> **What you are asked to do**: Each entry has to be printed again exactly.

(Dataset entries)
--------------------------------------------------

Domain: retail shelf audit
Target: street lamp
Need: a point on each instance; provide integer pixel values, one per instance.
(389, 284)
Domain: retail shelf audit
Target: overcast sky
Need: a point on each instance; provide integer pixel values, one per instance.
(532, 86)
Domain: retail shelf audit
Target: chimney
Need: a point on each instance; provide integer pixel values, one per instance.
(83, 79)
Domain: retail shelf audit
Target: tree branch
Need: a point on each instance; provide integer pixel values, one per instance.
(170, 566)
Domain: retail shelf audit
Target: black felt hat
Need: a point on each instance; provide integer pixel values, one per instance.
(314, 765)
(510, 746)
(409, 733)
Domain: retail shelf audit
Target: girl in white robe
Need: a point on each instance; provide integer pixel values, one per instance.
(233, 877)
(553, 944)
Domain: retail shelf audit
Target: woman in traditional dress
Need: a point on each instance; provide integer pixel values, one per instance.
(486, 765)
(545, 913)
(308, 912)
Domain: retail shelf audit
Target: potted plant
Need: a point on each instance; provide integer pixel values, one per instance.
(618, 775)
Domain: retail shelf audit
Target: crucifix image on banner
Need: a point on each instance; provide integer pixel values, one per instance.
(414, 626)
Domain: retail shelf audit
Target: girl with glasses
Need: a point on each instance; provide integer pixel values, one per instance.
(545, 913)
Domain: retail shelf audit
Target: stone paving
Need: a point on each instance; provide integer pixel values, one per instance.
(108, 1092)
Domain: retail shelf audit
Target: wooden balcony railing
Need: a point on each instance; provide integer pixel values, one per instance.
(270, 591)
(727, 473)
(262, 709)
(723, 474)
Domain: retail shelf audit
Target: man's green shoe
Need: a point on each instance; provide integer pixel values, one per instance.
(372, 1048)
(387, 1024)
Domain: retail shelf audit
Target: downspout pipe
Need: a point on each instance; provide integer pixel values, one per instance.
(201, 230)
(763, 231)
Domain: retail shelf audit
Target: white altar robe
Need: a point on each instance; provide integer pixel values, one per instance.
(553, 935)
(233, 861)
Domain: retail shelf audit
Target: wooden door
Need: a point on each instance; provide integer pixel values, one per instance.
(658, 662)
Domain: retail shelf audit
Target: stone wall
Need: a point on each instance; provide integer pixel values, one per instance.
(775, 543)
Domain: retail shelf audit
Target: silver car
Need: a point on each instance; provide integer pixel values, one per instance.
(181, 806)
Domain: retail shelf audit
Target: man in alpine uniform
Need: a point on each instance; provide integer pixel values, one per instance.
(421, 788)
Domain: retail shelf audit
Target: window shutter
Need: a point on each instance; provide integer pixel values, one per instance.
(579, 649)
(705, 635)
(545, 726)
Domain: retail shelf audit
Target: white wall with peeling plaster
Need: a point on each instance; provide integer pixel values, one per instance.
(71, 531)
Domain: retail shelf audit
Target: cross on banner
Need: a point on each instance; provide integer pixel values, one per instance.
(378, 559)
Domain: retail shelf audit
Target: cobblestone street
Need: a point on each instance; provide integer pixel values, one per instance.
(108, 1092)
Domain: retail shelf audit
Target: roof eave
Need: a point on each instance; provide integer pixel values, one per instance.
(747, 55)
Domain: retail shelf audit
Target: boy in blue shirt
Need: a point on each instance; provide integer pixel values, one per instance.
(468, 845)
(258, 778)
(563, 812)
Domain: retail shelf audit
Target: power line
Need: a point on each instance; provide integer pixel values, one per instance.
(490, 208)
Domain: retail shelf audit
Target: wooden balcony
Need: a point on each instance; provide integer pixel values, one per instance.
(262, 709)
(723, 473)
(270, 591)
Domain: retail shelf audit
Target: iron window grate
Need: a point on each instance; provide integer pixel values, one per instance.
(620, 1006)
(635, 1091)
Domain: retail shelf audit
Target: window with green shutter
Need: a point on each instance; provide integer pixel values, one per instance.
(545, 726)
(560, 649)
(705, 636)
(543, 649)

--------------------------------------------------

> **Answer for the task**:
Domain: retail shelf audit
Target: street lamp
Need: a point on each instance; provide integer pixel values, one per instance.
(389, 284)
Domain: retail shelf audit
Target: overcast sky
Need: a point on each instance; provide integer pixel values, one per instance.
(532, 86)
Domain: retail shelf audit
Target: chimney
Need: a point on each instance; provide integer pixel values, one per instance.
(83, 79)
Domain: retail shelf audit
Target: tree branch
Need: a point on each instance; provide integer pixel values, one per instance.
(170, 566)
Domain: retail shelf audit
Target: black felt hat
Need: a point on each instance; provide integer pixel values, one per instance.
(314, 765)
(510, 746)
(409, 733)
Domain: retail shelf audit
Target: girl in white robe
Need: a point on each instance; provide integer pixel values, one per instance.
(233, 877)
(553, 944)
Domain: retail shelf audit
Target: woman in traditional dress
Need: a point on each instance; provide integer pixel values, one per instance.
(486, 765)
(545, 913)
(308, 912)
Domain: retail shelf audit
Target: potted plant
Need: a point on each instance; provide integer pixel values, one per instance.
(618, 775)
Domain: retail shelf audit
Target: crucifix image on banner
Need: a point on each instance; provide integer pixel values, one per instance.
(414, 626)
Domain: retail shelf audit
Target: girl with glasses
Need: a point on each instance; provide integer pixel values, one per instance.
(545, 913)
Domain: retail shelf audit
Target: stone paving
Need: a point on each instance; provide integer pixel values, one per instance.
(108, 1092)
Domain: retail shelf audit
Target: wooden balcony railing
Need: a point on each instance; provide integer pixel values, one per instance.
(270, 591)
(727, 473)
(262, 709)
(723, 474)
Domain: retail shelf audit
Target: man's green shoe
Need: a point on each instance; provide integer pixel values, one per instance.
(372, 1048)
(387, 1024)
Domain: retail shelf audit
Target: downspout pipe
Need: a point on each instance; provide integer pixel values, one per instance.
(201, 230)
(763, 231)
Domain: retail shelf audit
Target: white altar robe
Need: a point on each instance; provide integer pixel values, one per instance.
(553, 935)
(233, 861)
Domain: retail shelf audit
Target: wooden door
Need: a point on each instance; provide integer pixel values, one per instance.
(658, 662)
Domain: retail shelf audit
Target: stone wall
Need: a point on each instance; provide integer pixel values, one per instance.
(775, 543)
Domain: retail shelf audit
Target: silver car
Need: a point on each instance; provide integer pixel values, one per instance.
(181, 806)
Domain: retail shelf audit
Target: man in alpine uniform
Need: a point on each instance; provide integer pixel values, one per instance.
(421, 788)
Domain: retail shelf audit
Target: window shutter
Need: a point on each instance; provide integer pixel values, one per instance.
(579, 649)
(705, 635)
(545, 726)
Domain: retail shelf audit
Target: white wall with peeling plaster
Need: a point on each instance; provide integer pixel values, one per instance.
(71, 531)
Domain: retail shelf audit
Target: cross on banner
Need: a point on each instance; provide integer pixel values, one per instance.
(378, 559)
Domain: retail shelf audit
Target: cobblestone street
Need: a point on each instance; provide integer pixel values, one per instance.
(108, 1092)
Domain: retail shelf audit
Target: roof eave
Need: a point on each instance; provide integer pixel values, one per instance.
(747, 55)
Domain: retail shelf audit
Target: boy in blue shirt
Need: a point on each instance; provide integer pixel values, one per instance.
(468, 845)
(258, 778)
(563, 812)
Domain: retail shelf audit
Target: power line
Need: a point on each instance; provide integer pixel values, one per instance.
(490, 208)
Domain: retail shelf audit
Target: wooden balcony
Need: a point on each instance; provide integer pixel values, one per instance.
(262, 709)
(723, 473)
(270, 591)
Domain: retail shelf audit
Target: iron window grate
Need: a point on each instance; provide integer pixel values, one per instance.
(620, 1006)
(635, 1091)
Domain: retail shelf audit
Target: window with green shutter
Need: a point on each instance; provide integer pixel values, one per instance.
(545, 726)
(560, 649)
(705, 636)
(543, 649)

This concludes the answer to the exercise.